Stored items
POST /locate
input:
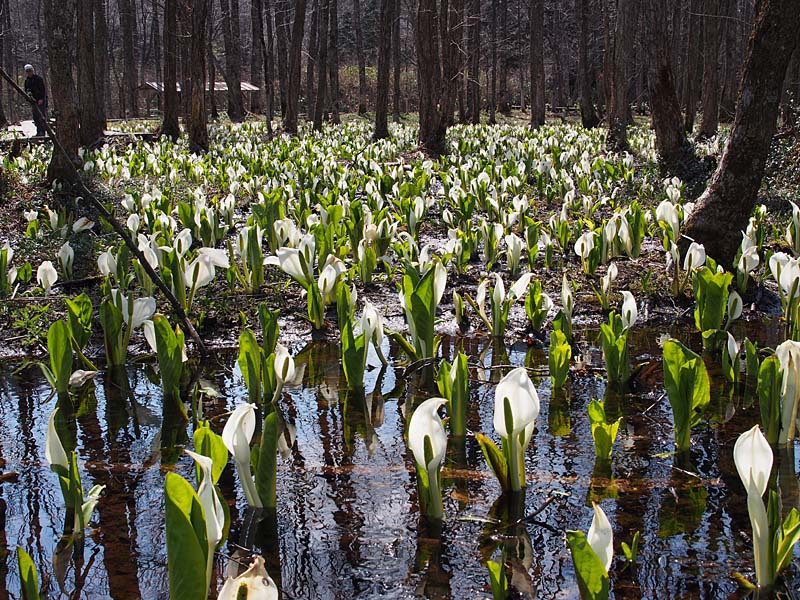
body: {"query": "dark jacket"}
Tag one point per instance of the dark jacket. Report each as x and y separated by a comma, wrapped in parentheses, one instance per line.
(34, 85)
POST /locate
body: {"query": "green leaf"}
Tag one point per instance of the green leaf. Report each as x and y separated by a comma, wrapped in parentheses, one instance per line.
(592, 575)
(187, 543)
(29, 578)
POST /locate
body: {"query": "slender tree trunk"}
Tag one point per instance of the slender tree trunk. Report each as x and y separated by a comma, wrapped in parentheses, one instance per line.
(333, 59)
(59, 18)
(473, 25)
(666, 111)
(723, 210)
(197, 123)
(694, 64)
(536, 17)
(127, 22)
(362, 64)
(712, 34)
(293, 90)
(311, 60)
(233, 58)
(282, 51)
(384, 63)
(589, 116)
(170, 126)
(257, 55)
(91, 127)
(322, 63)
(396, 62)
(619, 110)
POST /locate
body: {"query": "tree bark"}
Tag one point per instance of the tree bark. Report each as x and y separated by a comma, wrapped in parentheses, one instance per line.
(473, 24)
(723, 210)
(127, 23)
(438, 76)
(711, 34)
(197, 123)
(257, 55)
(664, 106)
(536, 17)
(694, 64)
(333, 59)
(170, 126)
(362, 64)
(293, 85)
(384, 62)
(589, 116)
(233, 58)
(322, 64)
(619, 109)
(59, 17)
(91, 126)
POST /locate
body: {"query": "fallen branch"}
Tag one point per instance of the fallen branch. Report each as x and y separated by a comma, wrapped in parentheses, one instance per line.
(118, 228)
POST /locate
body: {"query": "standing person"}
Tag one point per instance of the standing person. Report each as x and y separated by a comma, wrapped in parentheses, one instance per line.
(34, 87)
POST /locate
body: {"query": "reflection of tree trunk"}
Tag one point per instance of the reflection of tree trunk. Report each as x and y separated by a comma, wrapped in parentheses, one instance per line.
(384, 62)
(724, 208)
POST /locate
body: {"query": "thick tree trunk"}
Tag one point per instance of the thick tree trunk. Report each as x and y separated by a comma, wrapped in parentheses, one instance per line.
(723, 210)
(197, 123)
(711, 34)
(91, 127)
(536, 17)
(311, 61)
(664, 106)
(694, 64)
(333, 59)
(170, 126)
(233, 58)
(127, 23)
(619, 109)
(384, 62)
(293, 85)
(396, 63)
(362, 63)
(257, 55)
(473, 24)
(322, 64)
(59, 17)
(589, 116)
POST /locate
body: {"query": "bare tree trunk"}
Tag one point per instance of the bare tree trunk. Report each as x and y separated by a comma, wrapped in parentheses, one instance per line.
(711, 33)
(694, 64)
(396, 62)
(170, 126)
(322, 63)
(723, 210)
(233, 58)
(311, 60)
(589, 116)
(473, 25)
(197, 124)
(384, 63)
(333, 59)
(282, 50)
(127, 22)
(666, 111)
(59, 18)
(257, 55)
(619, 110)
(536, 17)
(293, 85)
(438, 76)
(362, 64)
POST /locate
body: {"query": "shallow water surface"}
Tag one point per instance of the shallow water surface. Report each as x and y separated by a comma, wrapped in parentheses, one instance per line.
(348, 524)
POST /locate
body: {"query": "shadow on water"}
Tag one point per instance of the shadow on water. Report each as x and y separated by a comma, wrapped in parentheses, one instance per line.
(347, 523)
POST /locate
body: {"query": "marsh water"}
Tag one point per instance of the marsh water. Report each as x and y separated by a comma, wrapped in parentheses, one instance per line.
(348, 523)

■ **To do**: Restate every line of the data above word for word, with the images removed.

■ **Task solution**:
POST /locate
input:
body: {"query": "dark jacket"}
Tag one point per instance of the dark jacket. Report each as x and y separated by a comma, wrapped in parentheses, one instance per line.
(34, 85)
POST /locate
body: {"query": "green leaf"}
Tag one point per instance of the green leaf. Report each as x and y separated by a comma, wrapped in parentheses, one instance per line.
(592, 575)
(187, 543)
(29, 578)
POST /locate
body: {"query": "slender tree trunk"}
Tag one point per instance of the slender tree trunk. Report each as x and y separated by a comma, wrapped in parentheses, one instance per line.
(333, 59)
(59, 18)
(473, 25)
(666, 111)
(723, 210)
(197, 123)
(694, 64)
(536, 17)
(127, 22)
(362, 64)
(712, 34)
(293, 90)
(311, 60)
(233, 58)
(282, 51)
(384, 63)
(589, 116)
(170, 126)
(257, 55)
(91, 127)
(322, 63)
(396, 62)
(619, 110)
POST /locate
body: {"query": "tree bark"}
Tag one point per instance of the tree bark. Report each as x and y separated by a comma, wrapped in parentheses, one instance per line.
(473, 24)
(723, 210)
(127, 23)
(438, 76)
(711, 34)
(197, 123)
(257, 55)
(664, 106)
(536, 17)
(694, 64)
(333, 59)
(170, 126)
(362, 64)
(293, 85)
(384, 62)
(589, 116)
(233, 58)
(322, 64)
(619, 109)
(59, 17)
(91, 126)
POST /locate
body: {"query": "fallen branch"}
Tag one point per instance of the fallen branch. Report each as x and y separated by a comma, wrapped in parentheses, one instance per line.
(118, 228)
POST /locate
body: {"query": "standing person"}
Tag one point per instance of the standing person. Report each as x and y separated by a comma, wrapped in parentheses, one instance per line.
(34, 87)
POST /locate
body: {"query": "reflection of tree trunk"}
Tag one point per instance of the reflection of tree trunk. Report each as x and y separated by a comma, wrapped in parentheses, one instance per line.
(384, 62)
(724, 208)
POST /locate
body: {"query": "thick tree trunk"}
Tag one point per instance of the thick tree trunk. Report each as x and y separated by a comma, wrapped in parentheses, one instance per line.
(723, 210)
(197, 123)
(711, 34)
(91, 127)
(536, 17)
(311, 61)
(664, 106)
(694, 64)
(333, 59)
(170, 126)
(233, 58)
(127, 23)
(619, 109)
(384, 62)
(293, 85)
(396, 63)
(362, 63)
(257, 55)
(473, 24)
(322, 64)
(59, 17)
(589, 116)
POST /locate
body: {"query": "bare tree trunk"}
Tag one point per instance of the bare tree trunk. Report each as x and y separated by a comma, wrapped in parentheses, one instance per line.
(711, 33)
(694, 64)
(396, 62)
(170, 126)
(322, 63)
(723, 210)
(233, 58)
(311, 60)
(589, 116)
(473, 25)
(197, 124)
(384, 63)
(333, 59)
(282, 50)
(127, 22)
(666, 111)
(59, 18)
(257, 55)
(619, 110)
(536, 17)
(293, 85)
(438, 76)
(362, 64)
POST /locate
body: {"query": "shallow water surface"}
Tag one point per instance of the shallow water surface. Report each as x and y separated by a comma, wrapped in parentheses, one instance per line.
(348, 524)
POST /locate
body: {"query": "shadow on water"}
Tag one point per instance of the shadow on water. Report each as x and y separated by a comma, wrapped in parentheses, one instance per line.
(347, 523)
POST /locate
body: {"query": "marsh water"}
Tag one point per instance of the marsh water. Report each as x and y separated by a comma, wrapped in parentheses, one instance per line.
(348, 523)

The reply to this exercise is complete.